* _Aim_
Reproduce the data from its first line through the line containing "0,291,1340,730", replacing each "bbox-find" with "bbox-search" and leaving everything else as it stands. Return only those lines.
----- Data supplied
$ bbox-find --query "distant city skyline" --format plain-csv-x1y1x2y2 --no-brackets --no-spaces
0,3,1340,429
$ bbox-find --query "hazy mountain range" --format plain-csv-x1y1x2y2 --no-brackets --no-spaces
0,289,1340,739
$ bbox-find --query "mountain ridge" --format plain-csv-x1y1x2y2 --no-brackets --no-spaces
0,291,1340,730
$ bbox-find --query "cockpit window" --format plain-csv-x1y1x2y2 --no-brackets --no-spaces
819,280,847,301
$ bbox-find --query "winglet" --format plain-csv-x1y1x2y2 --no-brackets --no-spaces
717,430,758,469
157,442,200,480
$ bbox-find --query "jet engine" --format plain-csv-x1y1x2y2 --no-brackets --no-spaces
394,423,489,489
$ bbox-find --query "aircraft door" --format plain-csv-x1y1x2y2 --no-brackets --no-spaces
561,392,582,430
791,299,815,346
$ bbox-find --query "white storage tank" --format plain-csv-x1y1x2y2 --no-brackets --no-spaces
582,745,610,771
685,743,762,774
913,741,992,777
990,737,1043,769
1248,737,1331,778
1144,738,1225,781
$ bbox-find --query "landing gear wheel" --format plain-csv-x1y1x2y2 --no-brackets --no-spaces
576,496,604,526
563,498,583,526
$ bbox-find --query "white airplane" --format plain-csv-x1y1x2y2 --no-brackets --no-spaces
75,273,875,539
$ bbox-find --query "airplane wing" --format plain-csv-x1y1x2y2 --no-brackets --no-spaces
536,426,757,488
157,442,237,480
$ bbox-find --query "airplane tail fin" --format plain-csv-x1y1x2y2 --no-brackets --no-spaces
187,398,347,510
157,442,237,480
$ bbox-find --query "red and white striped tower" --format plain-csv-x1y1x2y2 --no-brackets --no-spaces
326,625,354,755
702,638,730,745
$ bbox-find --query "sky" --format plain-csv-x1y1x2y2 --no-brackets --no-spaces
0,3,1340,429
----------
* _The solution_
$ bbox-search --query "distant city skyline" --format plain-csv-x1y1x2y2 --no-brackets --no-spaces
0,3,1340,429
$ bbox-search --query "hazy mountain range" --format plain-csv-x1y1x2y2 --no-brackets --no-spaces
0,289,1340,739
$ bbox-search --query "mountain ridge" --format plain-csv-x1y1x2y2 --no-brackets --no-spaces
0,291,1340,730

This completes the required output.